| Prompt |
Exactly transcribe the span of lines from the one containing "the desert ground" through the final line of the entries, inclusive, and nothing outside it. Exclude the pictures.

| Data listing |
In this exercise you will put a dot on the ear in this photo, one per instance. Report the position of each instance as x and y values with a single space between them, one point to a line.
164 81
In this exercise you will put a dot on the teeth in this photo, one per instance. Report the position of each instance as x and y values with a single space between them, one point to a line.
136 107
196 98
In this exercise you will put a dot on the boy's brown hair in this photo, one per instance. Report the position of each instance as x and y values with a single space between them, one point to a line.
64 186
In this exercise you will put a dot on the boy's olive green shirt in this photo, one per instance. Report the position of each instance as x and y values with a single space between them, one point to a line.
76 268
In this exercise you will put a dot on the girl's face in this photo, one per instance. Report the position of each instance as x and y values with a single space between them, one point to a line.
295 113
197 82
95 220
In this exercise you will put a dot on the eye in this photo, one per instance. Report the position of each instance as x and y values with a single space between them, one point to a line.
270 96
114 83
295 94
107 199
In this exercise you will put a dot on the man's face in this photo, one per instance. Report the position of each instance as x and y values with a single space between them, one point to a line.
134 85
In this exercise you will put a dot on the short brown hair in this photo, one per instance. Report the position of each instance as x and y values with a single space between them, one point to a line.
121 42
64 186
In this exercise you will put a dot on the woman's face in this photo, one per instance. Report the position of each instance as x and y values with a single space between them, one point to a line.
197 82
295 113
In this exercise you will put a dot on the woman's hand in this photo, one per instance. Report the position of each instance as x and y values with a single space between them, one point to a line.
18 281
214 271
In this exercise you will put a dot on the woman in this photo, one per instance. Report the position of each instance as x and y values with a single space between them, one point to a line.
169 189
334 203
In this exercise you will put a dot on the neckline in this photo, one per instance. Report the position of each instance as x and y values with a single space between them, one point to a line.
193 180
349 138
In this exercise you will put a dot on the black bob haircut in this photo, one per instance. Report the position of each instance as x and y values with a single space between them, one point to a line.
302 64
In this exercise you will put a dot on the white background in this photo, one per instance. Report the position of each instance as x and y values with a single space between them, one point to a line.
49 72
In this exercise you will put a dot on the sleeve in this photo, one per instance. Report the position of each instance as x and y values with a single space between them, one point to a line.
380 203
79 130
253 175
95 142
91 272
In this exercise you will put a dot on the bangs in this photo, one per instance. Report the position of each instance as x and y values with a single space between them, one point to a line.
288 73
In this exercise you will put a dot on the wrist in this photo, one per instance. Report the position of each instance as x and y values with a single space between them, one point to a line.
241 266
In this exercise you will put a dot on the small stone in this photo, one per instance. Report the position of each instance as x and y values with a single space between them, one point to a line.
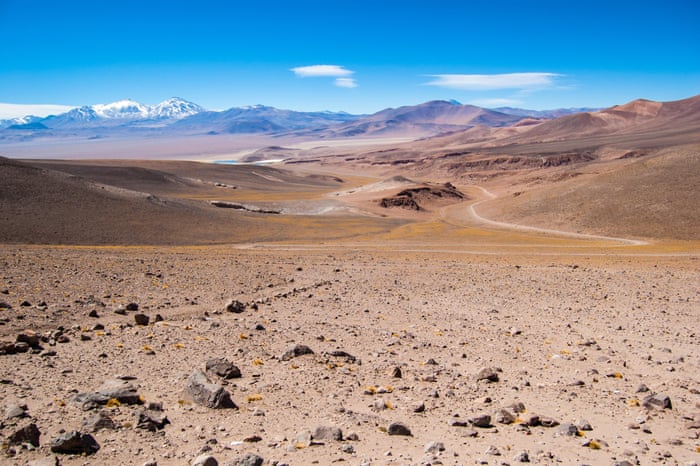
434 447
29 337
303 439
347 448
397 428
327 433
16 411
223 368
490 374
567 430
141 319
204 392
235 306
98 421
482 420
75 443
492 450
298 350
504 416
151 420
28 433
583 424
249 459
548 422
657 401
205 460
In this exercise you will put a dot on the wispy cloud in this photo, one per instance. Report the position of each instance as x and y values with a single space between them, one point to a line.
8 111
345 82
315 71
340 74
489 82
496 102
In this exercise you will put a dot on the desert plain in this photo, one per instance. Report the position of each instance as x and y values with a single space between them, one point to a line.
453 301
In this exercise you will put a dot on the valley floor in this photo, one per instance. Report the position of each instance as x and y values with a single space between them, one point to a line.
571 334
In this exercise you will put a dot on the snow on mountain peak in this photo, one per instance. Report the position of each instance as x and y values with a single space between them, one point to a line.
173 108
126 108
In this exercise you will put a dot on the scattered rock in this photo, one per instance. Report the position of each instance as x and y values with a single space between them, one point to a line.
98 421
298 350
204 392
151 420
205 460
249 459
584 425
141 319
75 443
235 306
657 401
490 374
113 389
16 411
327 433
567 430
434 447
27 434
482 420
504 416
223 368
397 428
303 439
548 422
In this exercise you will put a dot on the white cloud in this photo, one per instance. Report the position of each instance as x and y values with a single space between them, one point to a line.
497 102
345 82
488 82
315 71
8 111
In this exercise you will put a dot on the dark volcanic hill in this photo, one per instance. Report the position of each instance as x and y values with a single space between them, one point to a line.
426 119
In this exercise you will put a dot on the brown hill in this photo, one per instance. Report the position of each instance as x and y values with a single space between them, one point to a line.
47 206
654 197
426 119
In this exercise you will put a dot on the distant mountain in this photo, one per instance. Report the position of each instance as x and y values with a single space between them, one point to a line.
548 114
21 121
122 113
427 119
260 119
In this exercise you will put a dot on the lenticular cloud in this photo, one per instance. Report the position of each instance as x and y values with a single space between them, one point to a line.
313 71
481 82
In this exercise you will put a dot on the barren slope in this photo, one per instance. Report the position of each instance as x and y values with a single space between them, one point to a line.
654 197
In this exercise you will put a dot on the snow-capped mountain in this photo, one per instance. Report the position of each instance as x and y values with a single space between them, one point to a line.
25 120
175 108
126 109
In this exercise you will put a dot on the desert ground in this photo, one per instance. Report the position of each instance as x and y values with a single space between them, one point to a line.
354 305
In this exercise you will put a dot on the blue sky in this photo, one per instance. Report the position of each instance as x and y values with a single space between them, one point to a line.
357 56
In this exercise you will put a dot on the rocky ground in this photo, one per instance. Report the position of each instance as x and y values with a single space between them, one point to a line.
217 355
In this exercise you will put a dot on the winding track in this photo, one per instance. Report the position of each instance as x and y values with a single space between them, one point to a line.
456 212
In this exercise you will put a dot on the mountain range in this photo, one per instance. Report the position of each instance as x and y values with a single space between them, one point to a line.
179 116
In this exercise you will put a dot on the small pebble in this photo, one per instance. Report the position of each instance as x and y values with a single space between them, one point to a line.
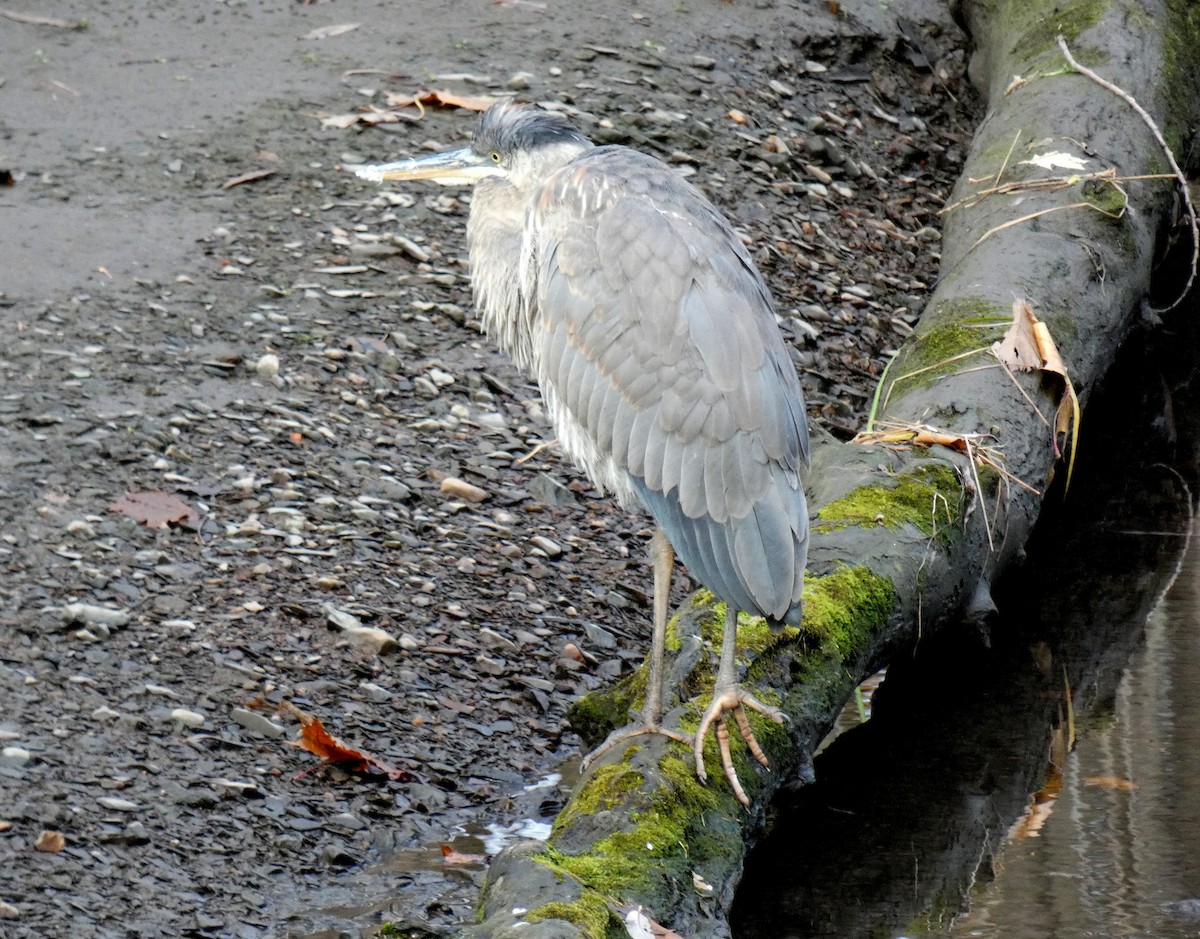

| Correct answer |
In this exercise you will put a dot on the desert ground in this photo, one per instance. Report the position of each instance as x and y values with a single space between them, one point to a line.
354 305
In this exercise you will put a dot on the blue sky in this photo, one per instance. Report the position of each instance as x and y values with a single space between them, one point to a line.
357 56
In this exercise you will put a dot on the rocky ground in this photo, one per instance. Report the position of each instance as x and y values with a single space between them, one point to a line.
217 355
In this exercise you will put a dot on the winding track in this photo, one per instance. Report the position of each instance as x and y values with a single space between them, one point to a line.
456 212
In this exercise you will put a dot on the mountain range in this photo, one per instance. Report the position of each instance as x and y values with a single space between them, one point to a line.
179 116
In this exercise you will put a dot on the small pebble in this photo, one per instance. Report the position of each instance as x and y values with a single space between them, one point to a line.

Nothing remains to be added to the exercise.